Task input »
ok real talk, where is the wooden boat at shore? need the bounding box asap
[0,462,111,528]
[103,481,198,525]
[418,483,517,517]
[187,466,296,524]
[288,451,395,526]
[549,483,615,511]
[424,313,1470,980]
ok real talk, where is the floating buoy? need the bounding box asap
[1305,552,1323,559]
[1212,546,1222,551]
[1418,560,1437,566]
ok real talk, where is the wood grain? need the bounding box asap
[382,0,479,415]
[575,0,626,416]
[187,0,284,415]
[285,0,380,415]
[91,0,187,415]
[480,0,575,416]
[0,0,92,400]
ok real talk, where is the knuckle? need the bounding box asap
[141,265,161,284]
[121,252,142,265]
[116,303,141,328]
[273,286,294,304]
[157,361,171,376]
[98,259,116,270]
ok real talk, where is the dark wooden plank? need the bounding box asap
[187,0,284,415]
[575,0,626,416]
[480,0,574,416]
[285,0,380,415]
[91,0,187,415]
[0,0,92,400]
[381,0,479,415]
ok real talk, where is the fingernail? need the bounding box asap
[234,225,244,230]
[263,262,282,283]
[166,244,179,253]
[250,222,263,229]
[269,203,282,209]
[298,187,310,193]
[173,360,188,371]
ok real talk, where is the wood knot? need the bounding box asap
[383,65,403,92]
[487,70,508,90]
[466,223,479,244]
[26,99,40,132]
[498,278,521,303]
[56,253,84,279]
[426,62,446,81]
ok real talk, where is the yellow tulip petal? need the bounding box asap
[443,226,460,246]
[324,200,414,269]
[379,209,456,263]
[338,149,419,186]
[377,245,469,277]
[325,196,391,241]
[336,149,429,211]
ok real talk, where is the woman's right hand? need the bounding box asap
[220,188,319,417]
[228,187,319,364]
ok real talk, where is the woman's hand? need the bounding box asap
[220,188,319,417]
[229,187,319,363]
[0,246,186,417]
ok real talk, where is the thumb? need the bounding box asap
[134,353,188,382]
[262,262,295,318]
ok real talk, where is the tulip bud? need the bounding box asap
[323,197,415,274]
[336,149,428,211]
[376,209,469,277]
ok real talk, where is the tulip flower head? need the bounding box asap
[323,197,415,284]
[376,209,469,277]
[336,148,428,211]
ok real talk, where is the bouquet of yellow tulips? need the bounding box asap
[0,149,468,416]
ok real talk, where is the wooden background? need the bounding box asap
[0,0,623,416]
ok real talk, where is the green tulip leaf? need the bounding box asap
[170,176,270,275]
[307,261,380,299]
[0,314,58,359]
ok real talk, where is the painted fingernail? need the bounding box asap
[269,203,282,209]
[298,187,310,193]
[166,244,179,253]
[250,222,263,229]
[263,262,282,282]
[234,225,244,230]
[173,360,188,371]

Exercise goal » The full listing should be duplicated exactly, line by line.

Solution to this task »
ok real talk, where is the wooden boat at shore? need the bounding box asap
[0,462,111,528]
[103,481,198,525]
[418,483,517,517]
[187,466,296,524]
[288,451,395,526]
[549,483,615,511]
[424,313,1470,980]
ok real talk, where is the floating buoy? need the bounding box asap
[1305,552,1323,559]
[1212,546,1222,551]
[1418,560,1437,566]
ok real talk, where is the wood grain? need the bounding box asap
[382,0,479,415]
[575,0,626,416]
[187,0,284,415]
[285,0,380,415]
[91,0,187,415]
[480,0,575,416]
[0,0,92,400]
ok real talk, where is the knuckle? need the bounding box asap
[141,265,161,284]
[121,252,142,265]
[116,303,141,328]
[273,286,294,304]
[157,361,171,376]
[98,259,116,270]
ok real talk, where is the dark wooden plank? need the bounding box asap
[187,0,284,415]
[575,0,626,416]
[480,0,574,416]
[285,0,380,415]
[91,0,187,415]
[0,0,92,400]
[381,0,479,415]
ok real talk, where is the fingernail? need the bounding box asap
[234,225,244,230]
[263,262,282,283]
[166,244,179,253]
[250,222,263,229]
[269,203,282,209]
[298,187,310,193]
[173,360,188,371]
ok real talk, where is the wood knot? need the bounding box asap
[383,65,403,92]
[487,70,508,90]
[466,223,479,244]
[26,99,40,132]
[498,278,521,303]
[56,253,84,279]
[426,62,446,81]
ok real talk, where is the yellow tulip petal? need the bounding box asap
[443,226,460,246]
[324,200,414,269]
[379,209,456,263]
[338,149,419,186]
[377,245,469,277]
[325,196,391,241]
[336,149,429,211]
ok real talk, where is the woman's right hand? need the bounding box asap
[220,188,319,417]
[228,187,319,364]
ok real talk, where is the woman's hand? need the bounding box asap
[220,188,319,417]
[229,187,319,363]
[0,246,186,417]
ok real talk, where is the thumb? need the bounding box asap
[134,353,188,382]
[262,262,295,318]
ok real talk, where is the tulip bud? need the bounding box asap
[323,197,415,274]
[336,149,428,211]
[376,209,469,277]
ok real talk, where is the tulip flower head? need the bounding box asap
[323,197,415,284]
[376,209,469,277]
[336,148,428,211]
ok real talk, where is the bouquet of yellow tulips? need the bounding box asap
[0,149,468,416]
ok real talk, where is the wooden background? need the bounding box asap
[0,0,623,416]
ok real talk, where is the green tulip leaf? need the bounding box asap
[170,176,270,275]
[307,261,380,299]
[0,314,58,359]
ok real talk, where is the painted fingernail? need the bounding box asap
[269,203,282,209]
[298,187,310,193]
[166,244,179,253]
[250,222,263,229]
[263,262,282,282]
[234,225,244,230]
[173,360,188,371]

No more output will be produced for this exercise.